**Alıştırma görevi 1**
Sık karıştırılan İngilizce kelimeler metnine göre (a), (b) ve (c) ifadelerinin her biri için evet ya da hayır deyin ve kararı belirleyen sözcükleri metinden aynen alıntılayın. (a) Listede 250’den fazla kelime yer alır. (b) "An" sessiz harfle başlayan kelimelerden önce kullanılır. (c) "Allot" "hariç" anlamına gelir.

== Seçili metin ==

A harfi ile başlayan en çok karıştırılan İngilizce kelimeler


Sıklıkla Karıştırılan İngilizce Kelimeler

Aşağıda İngilizce konuşanların ve yazanların sıklıkla karıştırdığı 250’den fazla kelimenin bir listesini bulacaksınız. Bu kelimeler yanıltıcı eş asıllı kelimeler olarak adlandırılırlar, zira okunuşları ve yazılışları o kadar benzerdir ki çoğunlukla karıştırılırlar. Mükemmel derecede yazıyor olsanız bile bu listeyi baştan sona okumanızı tavsiye ederiz; yoksa böyle benzer kelimeleri karıştırıp karıştırmadığınızı nasıl bilebilirsiniz ki?

 

KELİMELER TANIMLAR ve ÖRNEKLER
A
a lot A lot “çok” anlamına gelen iki kelimedir: A lot of food was left over from the party. (Partiden geriye çok miktarda yemek arttı)
allot Allot “dağıtmak, tahsis etmek” anlamına gelir: He allotted 20 minutes to each speaker – Her konuşmacıya 20 dakika süre verdi (tahsis etti).
 
a while A while “kısa bir zaman süresi” anlamına gelen iki kelimedir ve isimdir. I will meet you in a while. (Kısa süre içinde sizinle görüşeceğim) Awhile ise aynı anlamın zarf formudur.  
awhile
 
a A sessiz ile başlayan kelimelerden önce kullanılan bir belgisiz tanımdır: a photograph, a tree, a horse (bir fotoğraf, bir ağaç, bir at).
an An sesli ile başlayan kelimelerden önce kullanılır (veya ünlü sesli ile başlayanlar): an apple, an hour, an elephant (Bir elma, bir saat, bir fil).
and And bir listedeki isimlerin arasında kullanılan bir bağlaçtır: A blanket and picnic basket are needed for the afternoon (Öğleden sonrası için bir örtü ve piknik sepeti gerekiyor).
 
accede Accede “razı olmak ve kabul etmek” anlamındadır: Mr. Mehmet finally acceded to taking over the precidency of the company (Mehmet Bey en sonunda şirketin başkanlığına geçmeye razı oldu).
excede Excede “ötesine geçmek, aşmak” anlamındadır: The amount of alcohol in his blood exceeded the previous recorded amount (Kanındaki alkol miktarı önceki kaydedilen miktarın ötesine geçti).
 
accept Accept “kabul etmek, almak” anlamındadır: Miss Hülya accepted the cup of hot tea even without a saucer (Hülya Hanım bir fincan sıcak çayı fincan tabağı dahi olmadan aldı)
except Except “hariç” anlamına gelen bir edattır: Everyone was disaappointed with the party except Nilüfer (Parti Nilüfer dışında herkeste hayal kırıklığı yarattı).

===
== Verilen satırlar ==

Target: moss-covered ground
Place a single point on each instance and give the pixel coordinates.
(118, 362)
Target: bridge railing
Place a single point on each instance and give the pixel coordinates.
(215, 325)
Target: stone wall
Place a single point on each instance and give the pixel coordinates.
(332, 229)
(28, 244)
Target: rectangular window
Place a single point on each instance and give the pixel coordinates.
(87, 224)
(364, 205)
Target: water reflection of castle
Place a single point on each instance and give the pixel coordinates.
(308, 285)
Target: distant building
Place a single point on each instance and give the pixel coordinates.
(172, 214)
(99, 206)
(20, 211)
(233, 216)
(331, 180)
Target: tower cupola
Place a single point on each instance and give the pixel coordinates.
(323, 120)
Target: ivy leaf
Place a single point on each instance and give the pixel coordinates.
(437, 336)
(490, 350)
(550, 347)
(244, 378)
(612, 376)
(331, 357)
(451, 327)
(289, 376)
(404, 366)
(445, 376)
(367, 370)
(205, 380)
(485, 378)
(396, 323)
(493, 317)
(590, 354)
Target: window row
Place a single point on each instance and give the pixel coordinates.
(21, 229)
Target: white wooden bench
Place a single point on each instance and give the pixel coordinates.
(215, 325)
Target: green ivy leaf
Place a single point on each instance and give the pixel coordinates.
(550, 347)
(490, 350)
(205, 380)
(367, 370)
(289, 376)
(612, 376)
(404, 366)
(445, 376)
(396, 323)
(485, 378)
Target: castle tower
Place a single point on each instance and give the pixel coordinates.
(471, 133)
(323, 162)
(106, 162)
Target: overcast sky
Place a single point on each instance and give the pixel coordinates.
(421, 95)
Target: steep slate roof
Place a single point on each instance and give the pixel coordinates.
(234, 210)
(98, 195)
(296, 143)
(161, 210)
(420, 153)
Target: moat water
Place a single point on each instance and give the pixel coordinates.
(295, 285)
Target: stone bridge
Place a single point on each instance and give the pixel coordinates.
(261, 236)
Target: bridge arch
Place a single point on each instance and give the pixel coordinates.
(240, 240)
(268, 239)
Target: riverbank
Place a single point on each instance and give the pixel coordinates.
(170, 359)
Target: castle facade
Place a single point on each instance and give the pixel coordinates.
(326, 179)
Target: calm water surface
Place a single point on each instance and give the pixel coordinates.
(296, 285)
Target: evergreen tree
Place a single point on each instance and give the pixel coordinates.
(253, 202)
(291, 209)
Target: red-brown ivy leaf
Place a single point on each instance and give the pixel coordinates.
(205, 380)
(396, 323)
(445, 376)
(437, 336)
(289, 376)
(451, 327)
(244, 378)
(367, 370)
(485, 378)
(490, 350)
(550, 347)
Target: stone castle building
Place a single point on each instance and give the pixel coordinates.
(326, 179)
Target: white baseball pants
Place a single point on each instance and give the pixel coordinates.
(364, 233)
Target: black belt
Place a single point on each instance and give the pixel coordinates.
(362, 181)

===

**Alıştırma görevi 2**
Verilen satırlarda "Target: stone bridge" geçen satırdan satırların sonuna kadar olan kısmı, her iki ucu da dahil ederek bir JSON dize listesine dönüştürün. Yalnızca bu satırları alın, her satır için bir dize yazın ve boş satırları atlayın.

**Örnek çözüm 1**
(a) Evet: "250’den fazla kelimenin bir listesini bulacaksınız"
(b) Hayır: "An sesli ile başlayan kelimelerden önce kullanılır"
(c) Hayır: "Allot “dağıtmak, tahsis etmek” anlamına gelir"

**Örnek çözüm 2**
[
  "Target: stone bridge",
  "Place a single point on each instance and give the pixel coordinates.",
  "(261, 236)",
  "Target: bridge arch",
  "Place a single point on each instance and give the pixel coordinates.",
  "(240, 240)",
  "(268, 239)",
  "Target: riverbank",
  "Place a single point on each instance and give the pixel coordinates.",
  "(170, 359)",
  "Target: castle facade",
  "Place a single point on each instance and give the pixel coordinates.",
  "(326, 179)",
  "Target: calm water surface",
  "Place a single point on each instance and give the pixel coordinates.",
  "(296, 285)",
  "Target: evergreen tree",
  "Place a single point on each instance and give the pixel coordinates.",
  "(253, 202)",
  "(291, 209)",
  "Target: red-brown ivy leaf",
  "Place a single point on each instance and give the pixel coordinates.",
  "(205, 380)",
  "(396, 323)",
  "(445, 376)",
  "(437, 336)",
  "(289, 376)",
  "(451, 327)",
  "(244, 378)",
  "(367, 370)",
  "(485, 378)",
  "(490, 350)",
  "(550, 347)",
  "Target: stone castle building",
  "Place a single point on each instance and give the pixel coordinates.",
  "(326, 179)",
  "Target: white baseball pants",
  "Place a single point on each instance and give the pixel coordinates.",
  "(364, 233)",
  "Target: black belt",
  "Place a single point on each instance and give the pixel coordinates.",
  "(362, 181)"
]